+++ Records for the task

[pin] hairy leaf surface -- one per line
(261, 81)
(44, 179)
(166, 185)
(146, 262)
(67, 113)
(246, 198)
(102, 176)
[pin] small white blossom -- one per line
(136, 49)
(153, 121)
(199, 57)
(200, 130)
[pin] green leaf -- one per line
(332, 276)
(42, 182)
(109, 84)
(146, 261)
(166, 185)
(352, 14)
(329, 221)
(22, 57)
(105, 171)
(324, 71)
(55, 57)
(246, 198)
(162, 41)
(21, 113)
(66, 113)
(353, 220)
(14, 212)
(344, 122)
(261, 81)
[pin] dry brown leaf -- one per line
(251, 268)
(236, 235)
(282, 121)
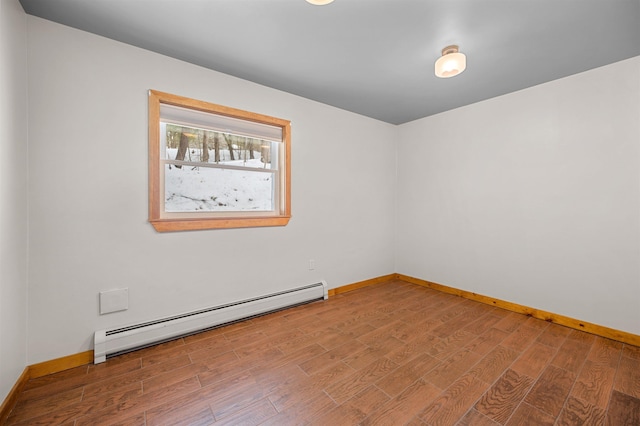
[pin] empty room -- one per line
(323, 212)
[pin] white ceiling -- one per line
(372, 57)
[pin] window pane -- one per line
(206, 146)
(202, 189)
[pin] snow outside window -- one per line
(212, 166)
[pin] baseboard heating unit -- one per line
(126, 339)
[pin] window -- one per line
(212, 166)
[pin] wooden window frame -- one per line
(200, 221)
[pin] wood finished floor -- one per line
(392, 354)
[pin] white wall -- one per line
(532, 197)
(88, 194)
(13, 193)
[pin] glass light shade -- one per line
(450, 64)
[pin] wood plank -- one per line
(628, 377)
(610, 333)
(551, 390)
(501, 400)
(404, 406)
(623, 410)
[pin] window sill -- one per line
(171, 225)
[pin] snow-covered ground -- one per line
(192, 189)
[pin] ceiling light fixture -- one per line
(451, 63)
(319, 2)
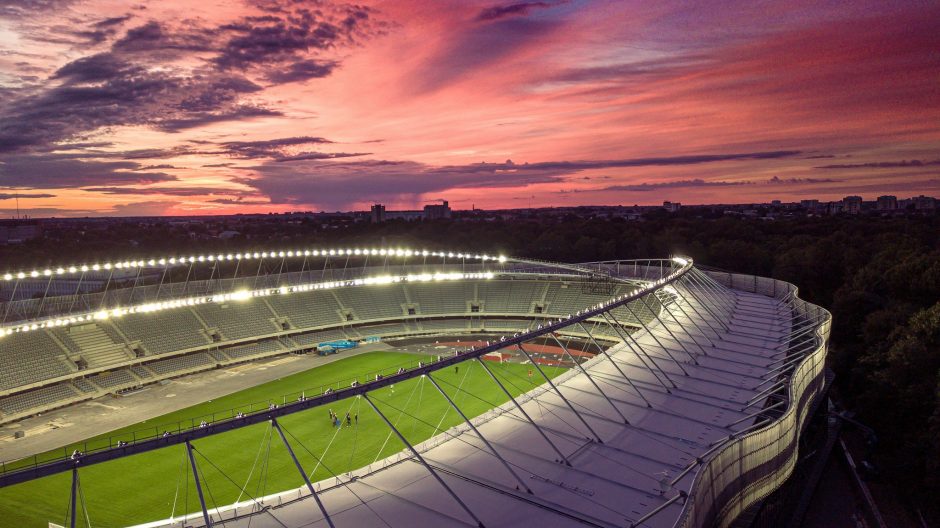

++++++

Exercise: Reproduce every record above exactly, but leave out the pictures.

Solution:
[pin] hairy leaf surface -- one per line
(261, 81)
(44, 179)
(166, 185)
(146, 262)
(67, 113)
(246, 198)
(102, 176)
[pin] small white blossom -- one per line
(136, 49)
(153, 121)
(199, 57)
(200, 130)
[pin] green leaf -- one per line
(332, 276)
(42, 182)
(109, 84)
(146, 261)
(166, 185)
(352, 14)
(329, 221)
(22, 57)
(105, 171)
(324, 71)
(55, 57)
(246, 198)
(162, 41)
(21, 113)
(66, 113)
(353, 220)
(14, 212)
(344, 122)
(261, 81)
[pin] dry brown leaf -- one per line
(251, 268)
(236, 235)
(282, 121)
[pin] empty room -- one per line
(323, 212)
[pin] white ceiling -- one per line
(372, 57)
[pin] window pane -- one per line
(206, 146)
(202, 189)
[pin] snow outside window -- one per line
(212, 166)
[pin] baseboard heating unit -- one per line
(126, 339)
[pin] window -- one per line
(212, 166)
[pin] wooden window frame -- one per line
(200, 221)
[pin] wood finished floor -- one per line
(392, 354)
[pin] white wall -- one per line
(532, 197)
(88, 194)
(13, 193)
[pin] glass light shade -- one per line
(450, 64)
[pin] wood plank -- one per line
(628, 377)
(610, 333)
(551, 390)
(501, 400)
(404, 406)
(623, 410)
[pin] window sill -- one per line
(171, 225)
[pin] snow-covered ground -- one per line
(192, 189)
[pin] ceiling light fixture -- one per line
(451, 63)
(319, 2)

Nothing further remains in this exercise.